Hospital sources feared that the death toll might rise as some of the injured were in critical condition.
It was the second major blast during a period of one week in Peshawar, as earlier 13 persons were killed in a car bombing on the City Circular Road on May 16.
Within three hours of the blast some unidentified miscreants hurled two hand grenades on a vacant police post at Wazirbagh.
‘The explosives weighing about 65 kgs were planted in a Suzuki Alto Car which went of when cine-goers were coming out from Tasveer Mahal Cinema,’ said the SSP (Coordination) Qazi Muhammad Jamil.
About the attack on police post, he said that fortunately nobody was around and the building was only partially damaged.
An official of the bomb disposal squad said that it was a time device similar to the one used in the last car bombing on City Circular Road.
Sources in the Lady Reading Hospital, where most of the dead and injured were shifted, said that they had received six bodies and 75 injured wherein six were critical.
The eye witnesses who were working in a hotel opposite to the cinema told Dawn that they were busy in routine activities when they heard a loud bang and windowpanes of the building were smashed.
‘Initially, we couldn’t properly see due to the thick smoke and dust as to what had happened but when people started crying inside the cinema we understood that blast had occurred,’ said Fayaz Mohammad, manager of Ambrina Hotel.
With broken windowpanes and concrete strewn all over the place, the groaning injured persons were lying on floor on the busy Cinema Road, housing two cinemas and scores of audio cassettes and CD shops.
Another witness Amjad Ali, whose clothes were stained with blood from rescue work, said he was sitting in a shop near the cinema that the blast occurred. ‘The blast took place when a film show had just ended and the people were coming out,’ he said.
The blast destroyed at least eight vehicles including two auto rickshaws. The explosion was so powerful that it smashed windowpanes of the buildings, music centers, CD shops and hotels situated at a distance.
The blast had also played havoc with nearby electricity poles and transformer, causing power suspension in the area.
Panicked shopkeepers even in the nearby Qissa Khwani and Khyber Bazaar started pulling down shutters soon after the blast.
The police had cordoned off the entire area and blocked the Cinema Road for vehicular traffic.
The NWFP Minister for Sport and Culture Syed Aqil Shah, who also visited the blast site, told reporters that it was a terrorist act which was aimed at destabilizing the government.
He said his government would never bow to the terrorists and continue fighting them to ensure protection to lives and properties of the people.
•••
▶ **Required action**: According to the news report, what kind of car held the explosives? Rely on nothing but the news report.
•••
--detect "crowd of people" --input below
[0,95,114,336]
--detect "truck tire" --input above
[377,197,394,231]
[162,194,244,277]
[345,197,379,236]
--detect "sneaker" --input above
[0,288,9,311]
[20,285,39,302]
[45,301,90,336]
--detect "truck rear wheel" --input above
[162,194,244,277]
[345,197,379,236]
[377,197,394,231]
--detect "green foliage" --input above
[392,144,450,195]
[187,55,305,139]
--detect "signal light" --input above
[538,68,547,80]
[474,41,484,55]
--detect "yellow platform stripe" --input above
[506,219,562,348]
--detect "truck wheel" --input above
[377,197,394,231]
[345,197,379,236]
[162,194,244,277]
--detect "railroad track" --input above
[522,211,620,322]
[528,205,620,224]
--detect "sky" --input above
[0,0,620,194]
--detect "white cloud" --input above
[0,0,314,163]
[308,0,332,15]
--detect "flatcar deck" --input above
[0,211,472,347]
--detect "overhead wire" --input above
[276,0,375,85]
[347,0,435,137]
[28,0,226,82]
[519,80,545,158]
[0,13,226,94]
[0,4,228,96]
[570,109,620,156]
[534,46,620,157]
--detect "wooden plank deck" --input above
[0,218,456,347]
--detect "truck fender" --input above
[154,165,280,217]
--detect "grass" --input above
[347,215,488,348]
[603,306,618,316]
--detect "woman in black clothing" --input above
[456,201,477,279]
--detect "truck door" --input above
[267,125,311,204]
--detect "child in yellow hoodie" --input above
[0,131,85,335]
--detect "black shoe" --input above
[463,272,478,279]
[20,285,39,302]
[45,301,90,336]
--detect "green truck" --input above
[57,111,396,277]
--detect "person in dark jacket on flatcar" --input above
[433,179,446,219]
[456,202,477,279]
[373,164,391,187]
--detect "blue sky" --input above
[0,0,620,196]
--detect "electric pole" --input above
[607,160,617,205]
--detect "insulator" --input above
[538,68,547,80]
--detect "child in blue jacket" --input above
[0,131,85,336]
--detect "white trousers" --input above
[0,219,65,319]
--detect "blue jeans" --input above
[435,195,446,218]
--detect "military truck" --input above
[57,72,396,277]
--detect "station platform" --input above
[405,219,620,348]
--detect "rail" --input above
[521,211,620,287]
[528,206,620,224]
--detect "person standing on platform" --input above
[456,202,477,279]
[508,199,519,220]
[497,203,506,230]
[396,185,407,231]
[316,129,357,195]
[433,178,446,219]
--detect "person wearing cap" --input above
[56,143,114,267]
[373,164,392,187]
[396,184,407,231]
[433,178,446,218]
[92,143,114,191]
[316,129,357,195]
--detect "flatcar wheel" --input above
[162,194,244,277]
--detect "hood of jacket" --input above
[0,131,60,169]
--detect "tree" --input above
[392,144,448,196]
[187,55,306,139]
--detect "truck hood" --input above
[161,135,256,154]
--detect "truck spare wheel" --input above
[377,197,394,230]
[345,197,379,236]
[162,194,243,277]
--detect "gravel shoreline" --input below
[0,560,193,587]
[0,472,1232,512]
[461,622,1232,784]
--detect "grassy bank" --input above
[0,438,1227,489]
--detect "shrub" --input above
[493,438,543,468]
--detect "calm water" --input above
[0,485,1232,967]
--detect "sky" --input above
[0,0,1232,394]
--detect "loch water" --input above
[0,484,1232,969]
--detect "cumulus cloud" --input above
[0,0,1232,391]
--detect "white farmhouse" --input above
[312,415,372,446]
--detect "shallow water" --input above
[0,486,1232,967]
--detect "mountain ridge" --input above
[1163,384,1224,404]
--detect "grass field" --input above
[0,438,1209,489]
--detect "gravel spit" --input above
•••
▶ **Solution to this problem**: A Suzuki Alto car.